◆ Stored entries ◆

+ + + + +

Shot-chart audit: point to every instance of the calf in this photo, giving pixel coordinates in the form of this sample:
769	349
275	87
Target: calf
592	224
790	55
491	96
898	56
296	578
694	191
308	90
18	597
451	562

+ + + + +

◆ Required work ◆
Write the entries again, exactly as they stand.

◆ Reply ◆
Shot-chart audit: point to every instance of the calf in this photo, giving pixel coordinates in the form of this sample:
769	349
275	87
Target: calf
592	224
790	55
491	96
898	56
296	578
694	191
308	90
18	597
451	562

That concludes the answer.